* [Exercise inputs]
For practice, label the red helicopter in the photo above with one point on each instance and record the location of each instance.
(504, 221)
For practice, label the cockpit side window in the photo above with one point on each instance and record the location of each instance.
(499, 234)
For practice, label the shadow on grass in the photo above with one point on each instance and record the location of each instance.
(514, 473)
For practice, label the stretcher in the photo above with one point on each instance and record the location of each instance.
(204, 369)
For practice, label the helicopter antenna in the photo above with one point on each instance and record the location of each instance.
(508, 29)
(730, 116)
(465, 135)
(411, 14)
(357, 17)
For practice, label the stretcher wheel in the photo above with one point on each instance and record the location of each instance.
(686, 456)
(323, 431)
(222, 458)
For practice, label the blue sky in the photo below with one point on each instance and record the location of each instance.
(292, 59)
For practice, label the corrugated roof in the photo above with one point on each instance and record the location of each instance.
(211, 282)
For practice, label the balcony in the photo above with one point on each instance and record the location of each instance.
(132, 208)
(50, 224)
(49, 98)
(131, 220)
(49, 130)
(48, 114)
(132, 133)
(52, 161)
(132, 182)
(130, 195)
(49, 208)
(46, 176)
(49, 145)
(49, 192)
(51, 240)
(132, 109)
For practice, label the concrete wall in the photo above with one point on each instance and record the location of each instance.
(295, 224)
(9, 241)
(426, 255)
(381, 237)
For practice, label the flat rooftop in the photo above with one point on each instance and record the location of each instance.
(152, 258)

* [Exercise aim]
Return, unchanged, the lines of the entries above, starting with the line that contains "For practice, label the shadow" and going on through the last line of the entries.

* [Complete response]
For practice, label the shadow on grass in the photo above with one point on each instance and record the location of each instance.
(514, 473)
For practice, label the stretcher in the photo above with one point on each instance and record the location of each instance.
(204, 369)
For practice, label the helicopter antenna in the photo above with one point on each instance and record the location of each instance.
(508, 29)
(730, 116)
(465, 135)
(411, 14)
(357, 17)
For practice, label the stretcher wheel in the photo above with one point on each instance and record the location of each instance.
(686, 456)
(323, 431)
(222, 458)
For practice, label the blue sky in the photo below with one point on each instance and record the location of each instance.
(292, 59)
For practice, label the corrugated roof in the photo above with one point on each instance and record the location of each instance.
(211, 282)
For practice, label the balcony in the photo above with one point on each instance and record the location of each instance.
(132, 208)
(50, 224)
(49, 98)
(131, 220)
(49, 130)
(48, 114)
(132, 133)
(52, 161)
(132, 182)
(130, 195)
(49, 208)
(46, 176)
(49, 145)
(49, 192)
(51, 240)
(132, 109)
For practice, label the concrete wall in the photo above with one point on each instance and record the location of each instance.
(295, 224)
(9, 241)
(426, 255)
(381, 237)
For practice, label the flat rooftop in the photo above with one point on each instance and record the location of each instance.
(152, 258)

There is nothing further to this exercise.